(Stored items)
=-=-=

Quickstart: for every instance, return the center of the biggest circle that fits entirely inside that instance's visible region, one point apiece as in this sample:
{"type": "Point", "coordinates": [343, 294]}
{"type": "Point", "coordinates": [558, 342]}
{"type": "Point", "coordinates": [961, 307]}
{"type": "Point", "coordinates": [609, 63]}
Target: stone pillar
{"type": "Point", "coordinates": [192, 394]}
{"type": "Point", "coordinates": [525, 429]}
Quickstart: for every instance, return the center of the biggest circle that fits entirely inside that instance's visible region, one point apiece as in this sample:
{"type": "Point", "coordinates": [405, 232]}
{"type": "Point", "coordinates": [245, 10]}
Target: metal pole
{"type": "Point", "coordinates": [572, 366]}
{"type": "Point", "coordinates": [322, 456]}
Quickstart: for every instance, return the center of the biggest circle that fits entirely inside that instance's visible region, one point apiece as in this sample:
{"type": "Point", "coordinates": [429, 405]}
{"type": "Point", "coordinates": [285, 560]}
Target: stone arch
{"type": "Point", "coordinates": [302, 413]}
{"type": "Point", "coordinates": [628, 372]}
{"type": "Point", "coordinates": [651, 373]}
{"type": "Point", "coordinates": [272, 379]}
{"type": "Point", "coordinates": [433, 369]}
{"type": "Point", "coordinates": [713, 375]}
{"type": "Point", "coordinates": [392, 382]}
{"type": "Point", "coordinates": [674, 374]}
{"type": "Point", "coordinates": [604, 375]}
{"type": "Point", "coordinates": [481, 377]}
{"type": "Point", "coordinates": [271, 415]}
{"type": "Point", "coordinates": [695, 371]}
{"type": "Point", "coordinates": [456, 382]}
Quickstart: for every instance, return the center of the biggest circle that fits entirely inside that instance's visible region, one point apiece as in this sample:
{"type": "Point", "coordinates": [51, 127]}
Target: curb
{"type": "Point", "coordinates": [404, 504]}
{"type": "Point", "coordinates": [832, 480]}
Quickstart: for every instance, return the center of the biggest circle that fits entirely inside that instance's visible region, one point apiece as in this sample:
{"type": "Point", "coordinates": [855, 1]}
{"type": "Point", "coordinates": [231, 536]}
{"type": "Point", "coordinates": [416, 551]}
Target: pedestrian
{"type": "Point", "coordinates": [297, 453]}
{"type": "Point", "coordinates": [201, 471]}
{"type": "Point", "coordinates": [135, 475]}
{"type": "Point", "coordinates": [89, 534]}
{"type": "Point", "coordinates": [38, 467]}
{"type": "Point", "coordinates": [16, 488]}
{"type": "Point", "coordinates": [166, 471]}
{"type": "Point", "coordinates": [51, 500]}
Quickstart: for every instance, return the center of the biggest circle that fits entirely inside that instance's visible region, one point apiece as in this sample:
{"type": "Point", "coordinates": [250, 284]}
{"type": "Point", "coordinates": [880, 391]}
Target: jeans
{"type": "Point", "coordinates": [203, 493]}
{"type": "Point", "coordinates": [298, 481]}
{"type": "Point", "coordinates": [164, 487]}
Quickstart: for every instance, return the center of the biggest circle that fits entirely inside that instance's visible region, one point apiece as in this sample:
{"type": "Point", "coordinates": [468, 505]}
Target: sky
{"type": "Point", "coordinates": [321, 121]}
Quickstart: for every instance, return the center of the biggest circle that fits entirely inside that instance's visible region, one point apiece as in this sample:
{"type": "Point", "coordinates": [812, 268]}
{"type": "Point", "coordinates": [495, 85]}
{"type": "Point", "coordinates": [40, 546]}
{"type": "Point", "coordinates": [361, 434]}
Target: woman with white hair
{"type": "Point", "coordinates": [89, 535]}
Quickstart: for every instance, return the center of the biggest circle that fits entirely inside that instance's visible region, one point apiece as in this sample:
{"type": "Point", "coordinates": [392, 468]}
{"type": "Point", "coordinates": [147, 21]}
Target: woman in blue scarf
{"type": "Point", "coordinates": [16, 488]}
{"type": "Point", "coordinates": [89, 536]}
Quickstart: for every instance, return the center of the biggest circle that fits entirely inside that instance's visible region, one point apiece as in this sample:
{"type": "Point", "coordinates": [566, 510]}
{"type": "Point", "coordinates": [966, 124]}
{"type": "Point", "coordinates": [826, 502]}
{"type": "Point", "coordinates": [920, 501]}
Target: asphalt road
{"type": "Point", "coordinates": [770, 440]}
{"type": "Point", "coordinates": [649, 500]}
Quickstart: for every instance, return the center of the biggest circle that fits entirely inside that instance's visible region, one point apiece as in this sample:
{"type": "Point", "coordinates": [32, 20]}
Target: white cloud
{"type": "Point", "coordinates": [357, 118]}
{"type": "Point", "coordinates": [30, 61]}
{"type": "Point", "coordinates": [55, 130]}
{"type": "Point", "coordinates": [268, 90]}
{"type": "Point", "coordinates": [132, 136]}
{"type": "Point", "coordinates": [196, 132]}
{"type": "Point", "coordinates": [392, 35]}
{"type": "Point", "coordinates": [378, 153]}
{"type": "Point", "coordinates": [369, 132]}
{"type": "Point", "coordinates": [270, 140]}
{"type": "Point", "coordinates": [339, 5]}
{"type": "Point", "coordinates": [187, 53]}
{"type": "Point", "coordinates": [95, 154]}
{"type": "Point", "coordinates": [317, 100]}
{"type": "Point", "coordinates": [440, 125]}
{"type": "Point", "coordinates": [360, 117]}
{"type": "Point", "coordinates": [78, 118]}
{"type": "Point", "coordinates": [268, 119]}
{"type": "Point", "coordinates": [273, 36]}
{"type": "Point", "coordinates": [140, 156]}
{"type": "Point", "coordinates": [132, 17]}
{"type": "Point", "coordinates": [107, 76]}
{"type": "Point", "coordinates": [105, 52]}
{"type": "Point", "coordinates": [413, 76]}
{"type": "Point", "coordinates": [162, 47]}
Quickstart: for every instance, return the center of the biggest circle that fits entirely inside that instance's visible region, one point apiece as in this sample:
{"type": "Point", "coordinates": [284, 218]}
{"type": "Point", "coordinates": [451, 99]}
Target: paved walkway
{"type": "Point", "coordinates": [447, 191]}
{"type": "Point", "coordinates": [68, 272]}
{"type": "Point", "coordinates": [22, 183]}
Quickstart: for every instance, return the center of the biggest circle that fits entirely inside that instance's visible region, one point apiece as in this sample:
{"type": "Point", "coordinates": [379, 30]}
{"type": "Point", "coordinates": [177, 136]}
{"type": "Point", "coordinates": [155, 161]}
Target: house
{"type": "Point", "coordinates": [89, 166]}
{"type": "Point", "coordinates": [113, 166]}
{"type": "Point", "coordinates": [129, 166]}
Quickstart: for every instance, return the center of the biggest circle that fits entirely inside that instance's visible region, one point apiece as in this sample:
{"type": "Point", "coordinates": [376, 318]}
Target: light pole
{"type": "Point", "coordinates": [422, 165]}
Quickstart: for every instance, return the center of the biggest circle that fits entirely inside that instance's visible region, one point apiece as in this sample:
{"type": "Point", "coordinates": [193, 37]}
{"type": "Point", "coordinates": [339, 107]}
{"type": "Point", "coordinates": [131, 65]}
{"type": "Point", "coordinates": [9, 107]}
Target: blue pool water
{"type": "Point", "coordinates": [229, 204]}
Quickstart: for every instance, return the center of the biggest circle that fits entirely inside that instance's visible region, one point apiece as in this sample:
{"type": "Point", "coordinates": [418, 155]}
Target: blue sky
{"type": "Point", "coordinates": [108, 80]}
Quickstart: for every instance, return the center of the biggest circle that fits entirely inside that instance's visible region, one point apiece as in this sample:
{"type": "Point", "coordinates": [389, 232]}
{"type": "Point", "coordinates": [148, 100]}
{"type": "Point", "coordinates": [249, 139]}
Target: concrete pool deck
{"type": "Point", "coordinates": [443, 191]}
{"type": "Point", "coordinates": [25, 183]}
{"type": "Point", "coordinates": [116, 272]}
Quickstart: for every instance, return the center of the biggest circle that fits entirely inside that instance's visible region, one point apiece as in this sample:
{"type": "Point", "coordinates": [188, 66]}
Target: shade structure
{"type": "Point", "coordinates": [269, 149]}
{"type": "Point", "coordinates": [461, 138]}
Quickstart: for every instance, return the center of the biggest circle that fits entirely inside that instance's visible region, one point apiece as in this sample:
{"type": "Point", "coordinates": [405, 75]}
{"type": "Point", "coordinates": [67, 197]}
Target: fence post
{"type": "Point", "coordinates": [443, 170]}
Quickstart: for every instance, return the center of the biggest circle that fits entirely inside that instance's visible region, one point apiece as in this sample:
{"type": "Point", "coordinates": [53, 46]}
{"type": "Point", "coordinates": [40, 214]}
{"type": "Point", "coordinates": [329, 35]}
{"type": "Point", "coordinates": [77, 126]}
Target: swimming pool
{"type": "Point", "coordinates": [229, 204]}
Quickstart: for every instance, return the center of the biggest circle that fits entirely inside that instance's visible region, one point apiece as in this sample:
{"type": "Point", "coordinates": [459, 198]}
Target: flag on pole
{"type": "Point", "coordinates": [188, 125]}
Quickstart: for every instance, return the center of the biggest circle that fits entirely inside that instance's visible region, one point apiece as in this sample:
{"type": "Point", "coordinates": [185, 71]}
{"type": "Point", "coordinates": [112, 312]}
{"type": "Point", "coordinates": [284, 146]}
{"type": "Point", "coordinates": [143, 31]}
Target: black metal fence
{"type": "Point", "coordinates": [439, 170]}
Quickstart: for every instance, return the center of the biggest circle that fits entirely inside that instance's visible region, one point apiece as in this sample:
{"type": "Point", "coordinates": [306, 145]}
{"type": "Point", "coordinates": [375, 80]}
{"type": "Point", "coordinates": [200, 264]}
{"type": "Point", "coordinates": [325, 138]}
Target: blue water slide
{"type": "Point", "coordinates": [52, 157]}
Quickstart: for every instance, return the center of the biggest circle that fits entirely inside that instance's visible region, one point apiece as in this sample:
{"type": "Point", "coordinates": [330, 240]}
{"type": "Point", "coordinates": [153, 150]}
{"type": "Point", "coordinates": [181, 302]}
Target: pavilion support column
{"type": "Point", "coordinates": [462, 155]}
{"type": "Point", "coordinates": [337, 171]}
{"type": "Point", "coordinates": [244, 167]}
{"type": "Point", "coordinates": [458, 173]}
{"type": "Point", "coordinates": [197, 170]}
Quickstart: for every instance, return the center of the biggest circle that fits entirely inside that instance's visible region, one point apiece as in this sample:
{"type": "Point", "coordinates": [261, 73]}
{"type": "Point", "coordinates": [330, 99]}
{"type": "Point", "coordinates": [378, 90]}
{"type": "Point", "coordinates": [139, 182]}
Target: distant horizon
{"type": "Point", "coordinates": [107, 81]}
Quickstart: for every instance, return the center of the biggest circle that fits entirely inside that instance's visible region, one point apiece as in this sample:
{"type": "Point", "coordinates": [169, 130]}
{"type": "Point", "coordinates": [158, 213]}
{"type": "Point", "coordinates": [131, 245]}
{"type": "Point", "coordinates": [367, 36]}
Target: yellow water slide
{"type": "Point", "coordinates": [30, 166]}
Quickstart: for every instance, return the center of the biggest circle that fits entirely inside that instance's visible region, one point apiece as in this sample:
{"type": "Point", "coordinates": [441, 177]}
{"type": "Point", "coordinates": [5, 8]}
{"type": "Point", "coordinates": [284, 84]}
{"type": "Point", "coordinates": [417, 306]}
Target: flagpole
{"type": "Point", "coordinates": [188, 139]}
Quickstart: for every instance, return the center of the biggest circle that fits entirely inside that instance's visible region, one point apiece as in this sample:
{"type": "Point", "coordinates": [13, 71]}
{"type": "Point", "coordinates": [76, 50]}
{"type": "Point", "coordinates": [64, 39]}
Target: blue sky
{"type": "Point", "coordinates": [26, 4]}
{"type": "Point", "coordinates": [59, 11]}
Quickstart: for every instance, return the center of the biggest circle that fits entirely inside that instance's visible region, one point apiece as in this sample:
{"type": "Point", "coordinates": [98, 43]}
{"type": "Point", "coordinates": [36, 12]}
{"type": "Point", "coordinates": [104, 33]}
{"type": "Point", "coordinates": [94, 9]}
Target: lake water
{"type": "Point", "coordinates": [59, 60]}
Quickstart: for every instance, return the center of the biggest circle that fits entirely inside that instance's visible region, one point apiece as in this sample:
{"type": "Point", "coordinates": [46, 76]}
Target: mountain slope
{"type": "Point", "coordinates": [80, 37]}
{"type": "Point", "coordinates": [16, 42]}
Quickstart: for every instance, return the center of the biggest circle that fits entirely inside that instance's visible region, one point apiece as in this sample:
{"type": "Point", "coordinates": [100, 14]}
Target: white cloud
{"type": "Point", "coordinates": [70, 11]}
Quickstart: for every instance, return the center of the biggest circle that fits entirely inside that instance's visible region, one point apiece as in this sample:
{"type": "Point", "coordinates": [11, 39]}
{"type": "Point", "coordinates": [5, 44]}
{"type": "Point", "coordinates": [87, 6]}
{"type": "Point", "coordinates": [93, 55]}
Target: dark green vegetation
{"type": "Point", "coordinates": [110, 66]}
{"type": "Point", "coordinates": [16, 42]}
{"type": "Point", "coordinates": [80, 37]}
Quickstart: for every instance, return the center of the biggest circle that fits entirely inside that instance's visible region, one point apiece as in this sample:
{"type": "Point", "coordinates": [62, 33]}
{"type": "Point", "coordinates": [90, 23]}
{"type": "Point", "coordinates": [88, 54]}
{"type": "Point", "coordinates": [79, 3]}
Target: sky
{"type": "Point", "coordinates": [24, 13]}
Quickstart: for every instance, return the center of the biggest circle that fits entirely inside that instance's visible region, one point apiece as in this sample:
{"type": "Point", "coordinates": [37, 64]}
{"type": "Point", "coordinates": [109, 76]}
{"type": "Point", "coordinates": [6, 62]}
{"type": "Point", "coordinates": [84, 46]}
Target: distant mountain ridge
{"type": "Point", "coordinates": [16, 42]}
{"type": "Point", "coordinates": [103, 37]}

=-=-=

- Short problem
List every line in the stored items above that contains the word "fence".

- Response below
Target: fence post
Target: black metal fence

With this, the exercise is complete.